> DIRECTIONS FOR THIS TASK
Output, with no changes, the span of lines that opens with the line containing "Exercise. Point out each instance of the blue patterned" and closes with the last line.

* * *

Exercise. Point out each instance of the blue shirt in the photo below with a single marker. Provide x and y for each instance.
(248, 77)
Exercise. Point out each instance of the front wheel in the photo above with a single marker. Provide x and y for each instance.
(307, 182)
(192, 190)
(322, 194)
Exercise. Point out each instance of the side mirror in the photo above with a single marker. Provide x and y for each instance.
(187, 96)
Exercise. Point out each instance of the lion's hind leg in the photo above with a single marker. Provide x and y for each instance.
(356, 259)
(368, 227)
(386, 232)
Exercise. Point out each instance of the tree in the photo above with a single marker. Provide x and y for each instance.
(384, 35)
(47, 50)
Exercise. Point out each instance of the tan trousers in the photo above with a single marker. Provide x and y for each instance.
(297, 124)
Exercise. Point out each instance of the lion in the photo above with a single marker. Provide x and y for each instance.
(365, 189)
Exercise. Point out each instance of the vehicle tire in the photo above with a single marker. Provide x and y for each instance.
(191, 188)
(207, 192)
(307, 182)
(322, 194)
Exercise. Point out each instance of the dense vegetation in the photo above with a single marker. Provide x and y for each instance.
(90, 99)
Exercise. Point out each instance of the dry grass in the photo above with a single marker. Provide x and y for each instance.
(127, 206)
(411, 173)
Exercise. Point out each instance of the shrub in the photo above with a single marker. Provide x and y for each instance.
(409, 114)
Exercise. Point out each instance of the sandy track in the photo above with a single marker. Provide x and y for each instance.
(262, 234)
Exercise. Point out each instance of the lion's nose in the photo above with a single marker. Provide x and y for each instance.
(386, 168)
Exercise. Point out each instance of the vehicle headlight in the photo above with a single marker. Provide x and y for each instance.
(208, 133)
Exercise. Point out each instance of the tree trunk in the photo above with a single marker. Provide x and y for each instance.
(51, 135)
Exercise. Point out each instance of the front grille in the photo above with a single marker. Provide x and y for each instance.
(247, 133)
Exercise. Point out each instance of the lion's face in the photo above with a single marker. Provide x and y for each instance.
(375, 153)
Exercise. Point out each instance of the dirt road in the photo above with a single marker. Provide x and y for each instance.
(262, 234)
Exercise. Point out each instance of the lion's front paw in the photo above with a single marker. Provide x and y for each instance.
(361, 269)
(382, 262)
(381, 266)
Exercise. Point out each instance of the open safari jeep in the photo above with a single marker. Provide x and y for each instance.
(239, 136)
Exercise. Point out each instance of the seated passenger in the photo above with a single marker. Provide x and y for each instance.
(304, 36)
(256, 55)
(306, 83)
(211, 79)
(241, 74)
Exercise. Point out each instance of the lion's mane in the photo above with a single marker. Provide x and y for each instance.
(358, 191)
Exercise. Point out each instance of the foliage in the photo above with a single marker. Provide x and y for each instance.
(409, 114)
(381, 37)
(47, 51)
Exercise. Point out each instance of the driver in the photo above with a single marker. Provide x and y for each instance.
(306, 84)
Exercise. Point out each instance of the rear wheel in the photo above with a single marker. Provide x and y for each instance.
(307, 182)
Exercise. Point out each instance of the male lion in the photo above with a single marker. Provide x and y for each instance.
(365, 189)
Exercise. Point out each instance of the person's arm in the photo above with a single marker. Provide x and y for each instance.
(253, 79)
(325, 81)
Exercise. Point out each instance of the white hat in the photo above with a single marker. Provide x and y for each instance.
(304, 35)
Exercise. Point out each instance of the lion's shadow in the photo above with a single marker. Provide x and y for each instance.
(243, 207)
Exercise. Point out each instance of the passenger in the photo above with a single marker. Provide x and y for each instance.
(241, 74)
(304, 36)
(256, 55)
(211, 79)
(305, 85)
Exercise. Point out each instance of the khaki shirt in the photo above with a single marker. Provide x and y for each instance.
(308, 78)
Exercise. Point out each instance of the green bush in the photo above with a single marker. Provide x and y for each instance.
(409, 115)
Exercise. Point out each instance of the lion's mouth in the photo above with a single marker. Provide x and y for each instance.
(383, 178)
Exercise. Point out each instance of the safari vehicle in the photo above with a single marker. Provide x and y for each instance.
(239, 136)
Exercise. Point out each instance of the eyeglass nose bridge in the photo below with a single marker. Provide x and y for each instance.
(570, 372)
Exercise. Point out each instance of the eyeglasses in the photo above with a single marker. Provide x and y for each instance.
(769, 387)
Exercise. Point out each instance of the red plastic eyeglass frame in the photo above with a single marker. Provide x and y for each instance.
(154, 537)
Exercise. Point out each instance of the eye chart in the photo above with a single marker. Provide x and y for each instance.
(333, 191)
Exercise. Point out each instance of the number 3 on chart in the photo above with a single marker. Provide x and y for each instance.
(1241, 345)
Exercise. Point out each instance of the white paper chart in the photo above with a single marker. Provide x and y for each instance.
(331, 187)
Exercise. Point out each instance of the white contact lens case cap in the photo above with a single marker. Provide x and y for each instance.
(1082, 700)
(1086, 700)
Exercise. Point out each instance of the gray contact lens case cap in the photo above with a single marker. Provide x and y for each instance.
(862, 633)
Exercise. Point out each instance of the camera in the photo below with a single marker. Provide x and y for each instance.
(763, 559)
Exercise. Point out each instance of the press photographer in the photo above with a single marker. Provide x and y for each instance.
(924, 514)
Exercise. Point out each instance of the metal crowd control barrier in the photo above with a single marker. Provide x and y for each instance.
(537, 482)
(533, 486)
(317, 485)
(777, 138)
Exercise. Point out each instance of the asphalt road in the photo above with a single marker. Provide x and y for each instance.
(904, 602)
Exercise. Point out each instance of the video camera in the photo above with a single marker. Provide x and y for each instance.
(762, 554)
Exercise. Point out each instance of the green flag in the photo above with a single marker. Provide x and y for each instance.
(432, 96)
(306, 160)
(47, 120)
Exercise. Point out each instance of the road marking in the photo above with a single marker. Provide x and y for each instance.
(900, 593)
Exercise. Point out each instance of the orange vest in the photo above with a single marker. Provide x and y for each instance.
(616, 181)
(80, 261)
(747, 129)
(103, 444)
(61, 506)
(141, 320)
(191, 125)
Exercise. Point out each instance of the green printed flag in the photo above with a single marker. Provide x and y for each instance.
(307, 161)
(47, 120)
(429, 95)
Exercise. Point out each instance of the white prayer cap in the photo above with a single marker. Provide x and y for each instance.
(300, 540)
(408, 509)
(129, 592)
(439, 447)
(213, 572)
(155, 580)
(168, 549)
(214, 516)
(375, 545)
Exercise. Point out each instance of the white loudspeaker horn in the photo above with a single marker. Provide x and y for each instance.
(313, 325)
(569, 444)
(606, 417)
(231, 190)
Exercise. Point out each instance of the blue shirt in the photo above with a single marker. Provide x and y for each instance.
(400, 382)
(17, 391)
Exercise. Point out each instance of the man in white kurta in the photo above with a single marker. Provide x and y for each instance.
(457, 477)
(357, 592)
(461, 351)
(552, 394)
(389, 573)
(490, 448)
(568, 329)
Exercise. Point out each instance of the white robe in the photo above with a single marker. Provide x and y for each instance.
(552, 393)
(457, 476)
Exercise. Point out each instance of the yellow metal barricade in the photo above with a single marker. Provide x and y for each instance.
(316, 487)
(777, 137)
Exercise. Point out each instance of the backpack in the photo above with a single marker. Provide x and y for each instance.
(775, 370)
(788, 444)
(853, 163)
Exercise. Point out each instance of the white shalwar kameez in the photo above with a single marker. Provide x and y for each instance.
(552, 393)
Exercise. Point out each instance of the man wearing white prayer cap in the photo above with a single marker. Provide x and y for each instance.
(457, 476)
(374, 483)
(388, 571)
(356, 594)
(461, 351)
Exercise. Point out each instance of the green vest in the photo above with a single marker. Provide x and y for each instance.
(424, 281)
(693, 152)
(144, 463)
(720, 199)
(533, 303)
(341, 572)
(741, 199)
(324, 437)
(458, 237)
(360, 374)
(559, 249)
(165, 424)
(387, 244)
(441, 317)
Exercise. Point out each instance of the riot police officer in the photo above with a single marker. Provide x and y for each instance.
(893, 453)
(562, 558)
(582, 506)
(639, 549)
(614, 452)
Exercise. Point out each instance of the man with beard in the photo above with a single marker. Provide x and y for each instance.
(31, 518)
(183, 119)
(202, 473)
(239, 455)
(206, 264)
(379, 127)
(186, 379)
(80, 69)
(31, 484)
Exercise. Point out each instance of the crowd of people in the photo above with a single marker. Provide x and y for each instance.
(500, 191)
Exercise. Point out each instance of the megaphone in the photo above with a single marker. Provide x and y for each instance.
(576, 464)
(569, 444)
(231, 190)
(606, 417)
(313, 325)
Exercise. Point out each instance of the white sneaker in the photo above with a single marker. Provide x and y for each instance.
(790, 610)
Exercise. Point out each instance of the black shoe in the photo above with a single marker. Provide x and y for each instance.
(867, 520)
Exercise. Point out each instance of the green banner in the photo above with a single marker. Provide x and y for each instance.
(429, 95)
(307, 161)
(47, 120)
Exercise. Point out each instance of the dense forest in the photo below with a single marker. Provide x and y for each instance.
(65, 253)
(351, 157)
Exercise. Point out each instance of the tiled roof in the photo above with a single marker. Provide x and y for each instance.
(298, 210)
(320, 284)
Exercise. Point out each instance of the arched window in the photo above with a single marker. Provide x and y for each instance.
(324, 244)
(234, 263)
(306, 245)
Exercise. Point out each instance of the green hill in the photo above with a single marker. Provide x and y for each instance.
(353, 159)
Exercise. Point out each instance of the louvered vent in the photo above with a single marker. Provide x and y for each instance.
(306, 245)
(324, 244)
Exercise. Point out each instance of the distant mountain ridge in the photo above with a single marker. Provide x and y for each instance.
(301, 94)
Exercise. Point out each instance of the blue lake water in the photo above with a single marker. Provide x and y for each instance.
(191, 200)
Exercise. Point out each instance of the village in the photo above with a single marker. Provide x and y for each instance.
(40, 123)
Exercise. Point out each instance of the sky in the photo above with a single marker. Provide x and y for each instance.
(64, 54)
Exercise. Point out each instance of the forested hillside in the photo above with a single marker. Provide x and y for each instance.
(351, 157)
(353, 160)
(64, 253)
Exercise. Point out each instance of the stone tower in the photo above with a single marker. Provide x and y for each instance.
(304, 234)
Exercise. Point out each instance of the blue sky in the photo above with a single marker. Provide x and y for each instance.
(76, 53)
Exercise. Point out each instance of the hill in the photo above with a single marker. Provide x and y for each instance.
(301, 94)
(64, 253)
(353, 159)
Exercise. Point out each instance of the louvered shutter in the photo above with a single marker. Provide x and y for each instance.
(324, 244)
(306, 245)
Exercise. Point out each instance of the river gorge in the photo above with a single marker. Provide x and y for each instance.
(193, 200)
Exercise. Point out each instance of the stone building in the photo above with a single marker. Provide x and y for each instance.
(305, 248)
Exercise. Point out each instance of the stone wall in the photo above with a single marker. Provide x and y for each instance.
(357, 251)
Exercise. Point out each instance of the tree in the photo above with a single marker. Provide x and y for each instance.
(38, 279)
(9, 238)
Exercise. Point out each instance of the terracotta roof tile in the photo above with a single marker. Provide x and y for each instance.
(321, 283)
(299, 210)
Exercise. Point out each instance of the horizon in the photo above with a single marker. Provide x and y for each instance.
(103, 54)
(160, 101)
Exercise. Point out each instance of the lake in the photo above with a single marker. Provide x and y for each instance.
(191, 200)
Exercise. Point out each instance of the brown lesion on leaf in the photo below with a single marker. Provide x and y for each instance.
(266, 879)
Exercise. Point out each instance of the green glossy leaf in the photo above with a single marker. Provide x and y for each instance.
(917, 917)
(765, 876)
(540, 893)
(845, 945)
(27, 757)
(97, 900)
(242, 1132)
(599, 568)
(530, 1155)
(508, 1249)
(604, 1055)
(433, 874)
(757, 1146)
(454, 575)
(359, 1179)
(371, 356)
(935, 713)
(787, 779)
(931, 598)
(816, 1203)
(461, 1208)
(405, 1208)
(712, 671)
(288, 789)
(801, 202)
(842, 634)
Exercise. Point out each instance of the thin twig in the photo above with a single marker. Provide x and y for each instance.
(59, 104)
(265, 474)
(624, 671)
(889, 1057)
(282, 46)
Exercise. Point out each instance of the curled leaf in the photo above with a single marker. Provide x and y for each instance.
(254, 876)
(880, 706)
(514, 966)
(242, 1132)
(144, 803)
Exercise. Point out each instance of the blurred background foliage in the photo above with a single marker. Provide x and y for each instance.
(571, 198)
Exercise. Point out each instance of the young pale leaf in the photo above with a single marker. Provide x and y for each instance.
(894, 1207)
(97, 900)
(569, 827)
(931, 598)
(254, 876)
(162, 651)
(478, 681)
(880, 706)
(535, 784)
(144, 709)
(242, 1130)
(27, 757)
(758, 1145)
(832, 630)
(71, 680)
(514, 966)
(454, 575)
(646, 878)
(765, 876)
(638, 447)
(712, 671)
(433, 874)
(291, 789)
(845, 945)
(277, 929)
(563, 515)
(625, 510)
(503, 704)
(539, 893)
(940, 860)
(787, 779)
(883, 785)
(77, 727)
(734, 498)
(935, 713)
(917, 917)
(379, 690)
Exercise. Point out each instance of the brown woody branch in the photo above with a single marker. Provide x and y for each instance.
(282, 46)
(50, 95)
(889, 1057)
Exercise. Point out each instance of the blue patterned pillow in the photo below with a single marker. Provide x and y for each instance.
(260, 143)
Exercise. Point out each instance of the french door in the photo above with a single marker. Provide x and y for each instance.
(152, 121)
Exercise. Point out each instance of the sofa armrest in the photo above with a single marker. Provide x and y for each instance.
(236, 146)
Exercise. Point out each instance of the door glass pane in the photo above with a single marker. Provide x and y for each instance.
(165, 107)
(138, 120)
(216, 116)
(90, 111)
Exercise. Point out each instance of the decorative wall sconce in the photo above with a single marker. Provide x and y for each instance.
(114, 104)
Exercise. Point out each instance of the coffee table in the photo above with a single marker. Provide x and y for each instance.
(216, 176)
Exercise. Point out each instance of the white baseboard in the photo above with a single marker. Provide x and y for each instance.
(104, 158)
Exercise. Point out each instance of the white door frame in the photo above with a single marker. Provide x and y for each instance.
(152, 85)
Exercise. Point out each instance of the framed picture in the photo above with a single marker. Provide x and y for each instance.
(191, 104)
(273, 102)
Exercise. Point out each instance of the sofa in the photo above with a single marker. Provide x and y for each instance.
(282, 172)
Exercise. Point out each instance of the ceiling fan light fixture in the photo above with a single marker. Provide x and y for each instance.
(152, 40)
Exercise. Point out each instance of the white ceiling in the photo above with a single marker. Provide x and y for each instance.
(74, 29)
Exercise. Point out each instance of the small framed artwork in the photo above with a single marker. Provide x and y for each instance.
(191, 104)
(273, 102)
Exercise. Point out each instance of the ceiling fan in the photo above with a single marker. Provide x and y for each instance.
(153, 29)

* * *

> EXERCISE RESPONSE
Exercise. Point out each instance of the blue patterned pillow in the photo below with a single marker. Provide x and y for each instance.
(260, 143)
Exercise. Point out each instance of the french door in the photo above with a single marker. Provide x and y for each instance.
(152, 121)
Exercise. Point out each instance of the sofa armrest in the photo above with a single marker. Provide x and y for each instance.
(236, 146)
Exercise. Point out each instance of the door glass pane in the photo above with a single marker. Provide x and y for each instance.
(165, 107)
(138, 120)
(216, 116)
(90, 111)
Exercise. Point out each instance of the decorative wall sconce in the photo above with a single marker. Provide x and y for each instance.
(114, 104)
Exercise. Point out each instance of the coffee table in the photo above with a single marker. Provide x and y for each instance.
(216, 176)
Exercise. Point out each instance of the white baseboard in the photo above with a single marker. Provide x and y for each instance.
(104, 158)
Exercise. Point out each instance of the white door frame in the photo above with a single marker. Provide x and y for each instance.
(152, 85)
Exercise. Point out each instance of the framed picture in the photo above with a single marker. Provide x and y for each instance.
(191, 104)
(273, 102)
Exercise. Point out each instance of the sofa in the photo above with a single marker. Provide x and y for each instance.
(282, 172)
Exercise. Point out each instance of the ceiling fan light fixture in the photo above with a single marker. Provide x and y for each instance.
(152, 40)
Exercise. Point out each instance of the white ceiling in the photo above with a single marker. Provide x and y for each instance.
(74, 29)
Exercise. Point out each instance of the small framed artwork in the photo above with a single marker. Provide x and y for each instance.
(191, 104)
(273, 102)
Exercise. Point out each instance of the ceiling fan in the photo above with a single marker. Provide x and y for each instance.
(153, 29)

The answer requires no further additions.